Instruction 1 >> Return the passage of the data analysis tutorial between "b. Data acquisition" and "transformed and/or processed.", inclusive.
Instruction 2 >> Give the name of each lettered step in the data analysis tutorial.
Instruction 3 >> Continue the data analysis tutorial, starting right after its last sentence.

***** Selection *****

Up until this point, all instructional posts were tutorials on setting up an infrastructure and readying an environment for data science projects. Over the next two tutorials, I am going to walk you through a complete data analysis project. You will be shown the proper steps necessary to ensure a consistent and repeatable process that can be used for all your data analysis projects. Simply put, this tutorial’s goal is to create a framework and provide a set of tools that can be used to support any data science project.
1. Steps to a Data Analysis
When you perform a data analysis, the steps you follow will almost always include the same sequence of events for each project. This will result in a consistent and repeatable process that can be accounted for each step of the way. Having the ability to audit and keep a record of each step of your data analysis is extremely important. This is especially true when you are asked to justify the steps that led to a particular conclusion. The steps outlined here are a combination of: 1. My Experience, 2. Ideas expressed in EMC’s Data Science and Big Data Analytics course and 3. Ideas from Jeff Leek’s “Data Analysis” course offered through Coursera.
a. Discovery – What is the question to be answered and does an adequate data set exist such that a meaningful analysis can be performed.
b. Data acquisition – Here you will be gathering and staging the data in your environment. You should always try to start with data that has not been processed in any way. That is to say, you should always start with raw data. If you cannot get the raw data, you need to understand how the data was transformed and/or processed.
c. Data Cleansing – Raw data will almost always need to be cleansed. Tidy Data best practices should always be applied.
d. Data Munging – Alter names of data variables, split data variables into two or more, reshape data, seek outliers and remove if necessary, etc. During this phase, data is split into “training” and “test” data sets if applicable.
e. Data Exploration and Model Planning – Initial exploratory graphs, look for correlations in multivariate data, etc. This is the step where you begin to understand which types of models will be used to answer the questions asked of the data.
f. Data Analysis and Model Building – Training data is analyzed with model selections, results are recorded and patterns take shape. Final models are then applied (when applicable) to the “test” data.
g. Interpretation and scrutinization of results – During this time you ask yourself whether or not the results make sense, whether or not the correct models were applied, whether or not the test data set was complete, “are these results valid.” Always question the outcome of your analysis.

***** Material provided *****

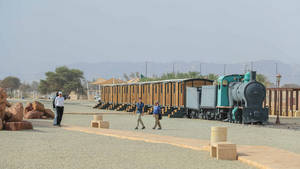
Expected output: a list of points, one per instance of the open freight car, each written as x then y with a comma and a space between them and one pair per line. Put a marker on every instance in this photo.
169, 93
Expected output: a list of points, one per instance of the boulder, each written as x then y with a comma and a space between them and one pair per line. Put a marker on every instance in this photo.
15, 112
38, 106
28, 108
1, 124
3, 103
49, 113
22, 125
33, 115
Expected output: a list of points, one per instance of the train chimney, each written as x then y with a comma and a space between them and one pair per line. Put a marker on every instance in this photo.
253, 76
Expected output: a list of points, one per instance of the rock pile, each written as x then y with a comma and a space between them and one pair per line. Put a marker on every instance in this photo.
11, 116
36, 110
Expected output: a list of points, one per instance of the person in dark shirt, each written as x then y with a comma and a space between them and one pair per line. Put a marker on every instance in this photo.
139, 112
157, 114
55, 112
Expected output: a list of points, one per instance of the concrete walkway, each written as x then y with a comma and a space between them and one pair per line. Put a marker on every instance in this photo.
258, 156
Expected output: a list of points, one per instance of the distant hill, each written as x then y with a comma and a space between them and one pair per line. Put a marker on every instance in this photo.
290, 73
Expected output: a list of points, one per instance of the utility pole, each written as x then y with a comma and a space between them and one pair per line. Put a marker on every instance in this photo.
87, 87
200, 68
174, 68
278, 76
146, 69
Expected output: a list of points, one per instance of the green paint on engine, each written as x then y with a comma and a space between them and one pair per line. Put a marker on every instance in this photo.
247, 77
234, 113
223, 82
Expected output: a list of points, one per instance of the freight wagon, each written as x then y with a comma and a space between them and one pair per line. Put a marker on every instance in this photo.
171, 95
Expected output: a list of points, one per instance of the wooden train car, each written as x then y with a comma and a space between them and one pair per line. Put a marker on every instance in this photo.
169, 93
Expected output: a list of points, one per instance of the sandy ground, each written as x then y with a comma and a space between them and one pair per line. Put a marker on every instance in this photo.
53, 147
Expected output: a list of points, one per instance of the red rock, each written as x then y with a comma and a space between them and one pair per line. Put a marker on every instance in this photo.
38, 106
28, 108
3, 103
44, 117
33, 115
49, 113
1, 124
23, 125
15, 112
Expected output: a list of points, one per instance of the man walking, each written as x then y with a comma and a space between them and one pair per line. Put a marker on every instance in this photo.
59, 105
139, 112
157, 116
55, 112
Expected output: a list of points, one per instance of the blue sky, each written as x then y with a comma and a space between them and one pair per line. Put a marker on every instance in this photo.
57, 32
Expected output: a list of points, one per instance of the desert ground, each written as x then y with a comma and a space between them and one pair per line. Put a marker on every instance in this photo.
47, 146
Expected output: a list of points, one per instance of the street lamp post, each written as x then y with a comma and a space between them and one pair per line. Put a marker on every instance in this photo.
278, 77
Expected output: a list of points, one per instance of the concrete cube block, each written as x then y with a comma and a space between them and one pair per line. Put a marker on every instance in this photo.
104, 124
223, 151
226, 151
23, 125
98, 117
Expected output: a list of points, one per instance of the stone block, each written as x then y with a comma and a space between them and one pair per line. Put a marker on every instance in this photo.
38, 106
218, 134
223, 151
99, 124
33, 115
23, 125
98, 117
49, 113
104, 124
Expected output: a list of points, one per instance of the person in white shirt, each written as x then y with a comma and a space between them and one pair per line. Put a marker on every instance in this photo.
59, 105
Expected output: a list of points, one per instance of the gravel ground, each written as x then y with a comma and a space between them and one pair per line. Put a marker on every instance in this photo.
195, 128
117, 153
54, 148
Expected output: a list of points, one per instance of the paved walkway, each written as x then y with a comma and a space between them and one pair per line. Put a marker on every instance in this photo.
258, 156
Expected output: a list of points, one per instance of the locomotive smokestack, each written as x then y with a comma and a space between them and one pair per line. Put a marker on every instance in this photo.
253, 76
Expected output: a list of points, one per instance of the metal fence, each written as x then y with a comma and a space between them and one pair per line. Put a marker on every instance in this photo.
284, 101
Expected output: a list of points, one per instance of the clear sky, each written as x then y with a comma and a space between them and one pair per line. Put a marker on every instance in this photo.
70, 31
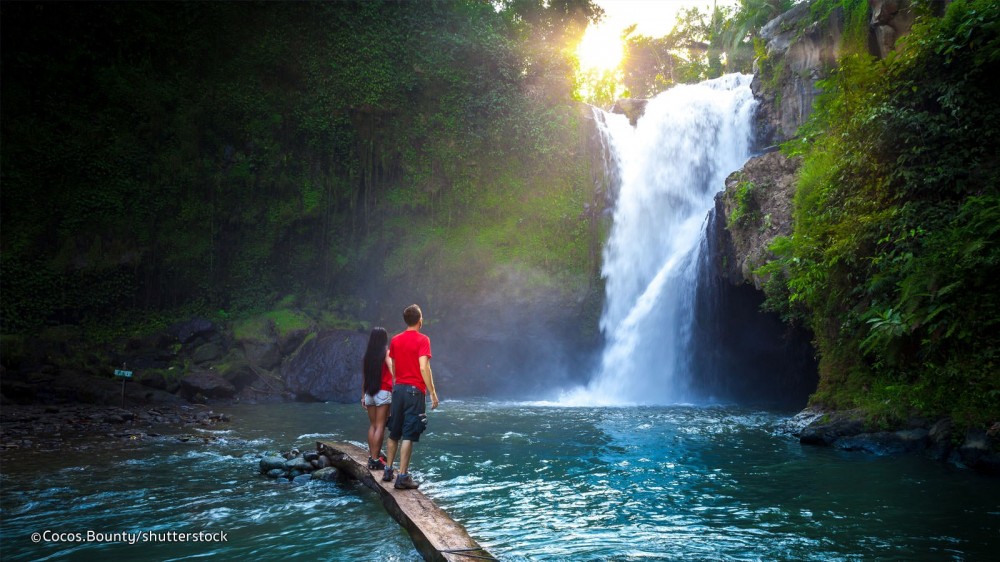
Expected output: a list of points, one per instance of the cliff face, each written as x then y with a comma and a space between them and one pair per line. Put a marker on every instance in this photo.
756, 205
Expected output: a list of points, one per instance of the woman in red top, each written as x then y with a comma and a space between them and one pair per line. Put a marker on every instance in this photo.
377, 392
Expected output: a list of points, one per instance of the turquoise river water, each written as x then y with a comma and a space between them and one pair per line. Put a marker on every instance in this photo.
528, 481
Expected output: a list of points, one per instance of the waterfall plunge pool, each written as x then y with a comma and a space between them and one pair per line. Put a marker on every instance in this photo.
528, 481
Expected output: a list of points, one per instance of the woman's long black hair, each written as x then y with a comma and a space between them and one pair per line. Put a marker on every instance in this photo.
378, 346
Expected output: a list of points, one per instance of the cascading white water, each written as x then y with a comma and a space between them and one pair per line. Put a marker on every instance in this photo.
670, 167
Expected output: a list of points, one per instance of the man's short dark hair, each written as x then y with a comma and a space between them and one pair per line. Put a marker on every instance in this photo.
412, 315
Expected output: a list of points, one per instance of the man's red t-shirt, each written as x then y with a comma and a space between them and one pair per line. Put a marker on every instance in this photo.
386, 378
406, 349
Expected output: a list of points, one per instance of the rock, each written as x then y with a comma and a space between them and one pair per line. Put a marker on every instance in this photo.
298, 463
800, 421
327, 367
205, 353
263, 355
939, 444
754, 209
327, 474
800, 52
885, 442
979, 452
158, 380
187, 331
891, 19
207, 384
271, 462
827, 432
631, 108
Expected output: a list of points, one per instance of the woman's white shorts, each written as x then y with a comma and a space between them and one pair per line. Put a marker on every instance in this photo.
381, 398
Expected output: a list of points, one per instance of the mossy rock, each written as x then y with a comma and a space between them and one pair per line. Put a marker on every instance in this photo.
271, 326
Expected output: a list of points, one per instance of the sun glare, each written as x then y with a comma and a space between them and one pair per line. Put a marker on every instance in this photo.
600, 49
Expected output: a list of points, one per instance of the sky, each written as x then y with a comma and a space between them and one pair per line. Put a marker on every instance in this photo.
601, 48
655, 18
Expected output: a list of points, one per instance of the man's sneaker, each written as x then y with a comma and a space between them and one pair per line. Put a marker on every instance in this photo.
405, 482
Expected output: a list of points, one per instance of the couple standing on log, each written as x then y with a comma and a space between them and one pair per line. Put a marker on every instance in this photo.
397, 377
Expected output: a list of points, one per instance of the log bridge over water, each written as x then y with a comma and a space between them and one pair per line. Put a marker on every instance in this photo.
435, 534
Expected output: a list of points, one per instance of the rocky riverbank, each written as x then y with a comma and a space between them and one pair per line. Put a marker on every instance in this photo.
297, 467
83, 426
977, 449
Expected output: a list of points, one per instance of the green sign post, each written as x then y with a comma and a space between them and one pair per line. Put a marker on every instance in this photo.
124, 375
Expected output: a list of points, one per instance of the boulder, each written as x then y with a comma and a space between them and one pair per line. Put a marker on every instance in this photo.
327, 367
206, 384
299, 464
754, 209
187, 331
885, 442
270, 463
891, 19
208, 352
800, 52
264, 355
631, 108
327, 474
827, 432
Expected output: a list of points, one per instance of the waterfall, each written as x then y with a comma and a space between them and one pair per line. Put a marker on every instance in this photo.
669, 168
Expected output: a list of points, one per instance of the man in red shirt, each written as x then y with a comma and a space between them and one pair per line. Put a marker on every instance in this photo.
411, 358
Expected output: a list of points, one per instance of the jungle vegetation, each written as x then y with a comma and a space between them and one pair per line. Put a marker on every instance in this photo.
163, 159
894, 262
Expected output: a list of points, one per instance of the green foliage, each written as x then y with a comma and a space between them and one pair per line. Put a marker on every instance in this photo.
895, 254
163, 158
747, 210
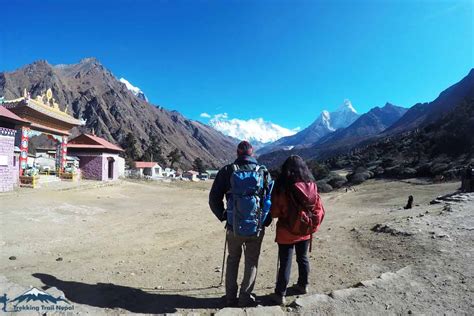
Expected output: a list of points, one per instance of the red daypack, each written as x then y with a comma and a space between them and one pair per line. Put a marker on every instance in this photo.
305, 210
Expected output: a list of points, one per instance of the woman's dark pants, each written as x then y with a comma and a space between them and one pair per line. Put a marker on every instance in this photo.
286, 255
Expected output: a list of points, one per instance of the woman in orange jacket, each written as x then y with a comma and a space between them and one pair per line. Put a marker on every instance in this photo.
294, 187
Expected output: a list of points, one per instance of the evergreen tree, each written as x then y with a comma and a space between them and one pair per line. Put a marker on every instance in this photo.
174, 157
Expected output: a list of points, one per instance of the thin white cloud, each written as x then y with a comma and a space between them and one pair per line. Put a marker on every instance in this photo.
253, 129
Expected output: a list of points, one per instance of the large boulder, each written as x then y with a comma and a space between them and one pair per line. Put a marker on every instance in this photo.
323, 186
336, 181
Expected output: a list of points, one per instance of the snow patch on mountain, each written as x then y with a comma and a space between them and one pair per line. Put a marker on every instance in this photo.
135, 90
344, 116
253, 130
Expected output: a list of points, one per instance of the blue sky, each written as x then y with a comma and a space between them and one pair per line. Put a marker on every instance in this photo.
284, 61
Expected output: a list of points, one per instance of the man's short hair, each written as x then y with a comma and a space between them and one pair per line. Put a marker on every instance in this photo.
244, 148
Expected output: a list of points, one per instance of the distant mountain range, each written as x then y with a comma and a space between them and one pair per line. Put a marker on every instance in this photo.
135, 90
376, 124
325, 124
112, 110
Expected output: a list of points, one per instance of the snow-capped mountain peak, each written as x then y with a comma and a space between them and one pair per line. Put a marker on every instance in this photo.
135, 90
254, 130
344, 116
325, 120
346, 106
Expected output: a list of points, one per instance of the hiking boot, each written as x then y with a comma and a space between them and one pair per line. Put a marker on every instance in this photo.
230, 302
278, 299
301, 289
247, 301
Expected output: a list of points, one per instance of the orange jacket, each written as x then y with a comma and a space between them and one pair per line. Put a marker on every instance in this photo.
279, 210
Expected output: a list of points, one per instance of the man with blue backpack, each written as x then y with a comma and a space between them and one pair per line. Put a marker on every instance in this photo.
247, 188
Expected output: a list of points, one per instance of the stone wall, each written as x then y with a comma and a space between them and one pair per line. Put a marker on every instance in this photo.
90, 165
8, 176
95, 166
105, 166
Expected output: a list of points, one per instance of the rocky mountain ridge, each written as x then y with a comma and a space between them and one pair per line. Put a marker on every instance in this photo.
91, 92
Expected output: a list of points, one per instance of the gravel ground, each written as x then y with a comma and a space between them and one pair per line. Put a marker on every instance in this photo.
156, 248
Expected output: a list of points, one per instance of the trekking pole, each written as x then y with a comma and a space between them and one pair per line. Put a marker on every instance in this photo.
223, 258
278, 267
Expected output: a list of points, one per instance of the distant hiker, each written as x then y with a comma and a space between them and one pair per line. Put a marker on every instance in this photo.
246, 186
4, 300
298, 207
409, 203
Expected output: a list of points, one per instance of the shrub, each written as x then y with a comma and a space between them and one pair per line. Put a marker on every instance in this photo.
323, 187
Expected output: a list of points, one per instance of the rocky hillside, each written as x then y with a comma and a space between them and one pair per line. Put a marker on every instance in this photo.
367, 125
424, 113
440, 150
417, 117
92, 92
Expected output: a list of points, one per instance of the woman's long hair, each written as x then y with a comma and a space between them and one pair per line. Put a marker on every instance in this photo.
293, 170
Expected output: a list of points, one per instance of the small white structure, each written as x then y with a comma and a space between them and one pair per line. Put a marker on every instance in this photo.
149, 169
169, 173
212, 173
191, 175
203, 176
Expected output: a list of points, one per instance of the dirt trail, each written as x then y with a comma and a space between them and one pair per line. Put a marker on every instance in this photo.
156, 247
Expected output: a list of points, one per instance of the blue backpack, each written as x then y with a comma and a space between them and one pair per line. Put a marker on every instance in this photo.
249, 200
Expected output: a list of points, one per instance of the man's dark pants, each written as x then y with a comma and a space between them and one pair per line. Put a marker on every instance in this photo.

*****

Exercise answer 1 >>
b. Data acquisition – Here you will be gathering and staging the data in your environment. You should always try to start with data that has not been processed in any way. That is to say, you should always start with raw data. If you cannot get the raw data, you need to understand how the data was transformed and/or processed.

Exercise answer 2 >>
a. Discovery
b. Data acquisition
c. Data Cleansing
d. Data Munging
e. Data Exploration and Model Planning
f. Data Analysis and Model Building
g. Interpretation and scrutinization of results

Exercise answer 3 >>
h. Analysis write-up – Write up a clear and methodical report of the sequence of events that culminated in the final analysis. It should be noted that you do not need to include every single step of your analysis. You need only include those steps that tell a complete, but compact story. It is critical that your write-up is written for the intended audience. If it is for non-technical people, ensure that the message is written in a language that is easily digestible by them. If the audience is technical, such as data scientists, then ensure the details of your modeling are described. Know your audience and write to them in a way that ensures your work is understood.
i. Operationalize – Produce your report, scripts, code, and supporting technical documentation. Run a pilot experiment and implement your models in a production environment.
2. Steps covered in this tutorial
A data analysis project can be quite lengthy as a function of a number of factors. I want to demonstrate, in a reasonable amount of detail, each step of the analysis and as such will break up this tutorial into 2 parts. For this part of the tutorial I am going to demonstrate and walk you through:
a.) Setting up a folder structure to support a data science project.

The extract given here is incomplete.